* _Given request_:
Reproduce every line of the data below without any changes, but leave the pictures out.
□ □ □ □ □ □ □
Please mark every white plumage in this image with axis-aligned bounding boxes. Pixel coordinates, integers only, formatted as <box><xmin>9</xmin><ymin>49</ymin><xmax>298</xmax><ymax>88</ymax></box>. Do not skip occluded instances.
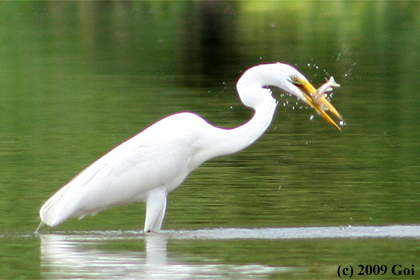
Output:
<box><xmin>40</xmin><ymin>63</ymin><xmax>342</xmax><ymax>232</ymax></box>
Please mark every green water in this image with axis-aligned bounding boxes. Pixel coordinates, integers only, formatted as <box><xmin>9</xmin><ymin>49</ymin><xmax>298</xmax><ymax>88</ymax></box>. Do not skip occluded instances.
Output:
<box><xmin>0</xmin><ymin>1</ymin><xmax>420</xmax><ymax>279</ymax></box>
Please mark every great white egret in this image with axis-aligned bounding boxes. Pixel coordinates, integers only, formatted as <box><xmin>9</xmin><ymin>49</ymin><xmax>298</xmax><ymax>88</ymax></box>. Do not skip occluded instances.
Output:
<box><xmin>39</xmin><ymin>62</ymin><xmax>342</xmax><ymax>232</ymax></box>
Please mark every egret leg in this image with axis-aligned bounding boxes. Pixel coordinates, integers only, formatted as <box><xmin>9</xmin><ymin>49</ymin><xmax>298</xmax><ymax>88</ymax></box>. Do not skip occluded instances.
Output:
<box><xmin>144</xmin><ymin>187</ymin><xmax>167</xmax><ymax>232</ymax></box>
□ □ □ □ □ □ □
* _Reply_:
Please mark every white plumage in this image with axis-aligned bounding boxes. Pixel coordinates, integers only, formatted as <box><xmin>9</xmin><ymin>49</ymin><xmax>298</xmax><ymax>88</ymax></box>. Do not skip occluded instances.
Output:
<box><xmin>40</xmin><ymin>63</ymin><xmax>342</xmax><ymax>232</ymax></box>
Please mark every green water in this image with axis-aligned bounding boxes. Pixel coordinates, integers only, formatted as <box><xmin>9</xmin><ymin>49</ymin><xmax>298</xmax><ymax>88</ymax></box>. Do not skip occluded instances.
Output:
<box><xmin>0</xmin><ymin>1</ymin><xmax>420</xmax><ymax>279</ymax></box>
Please mark every great white egret in this image with axis-aligned bounding boxes. Pixel coordinates, integers only, formatted as <box><xmin>9</xmin><ymin>49</ymin><xmax>298</xmax><ymax>88</ymax></box>. Do not skip occluded instances.
Output:
<box><xmin>39</xmin><ymin>62</ymin><xmax>342</xmax><ymax>232</ymax></box>
Please mark every egret leg in this image with axis-aligned bounding boxes. Pixel coordinates, integers only, formatted as <box><xmin>9</xmin><ymin>49</ymin><xmax>298</xmax><ymax>88</ymax></box>. Do not skip occluded instances.
Output:
<box><xmin>144</xmin><ymin>187</ymin><xmax>167</xmax><ymax>232</ymax></box>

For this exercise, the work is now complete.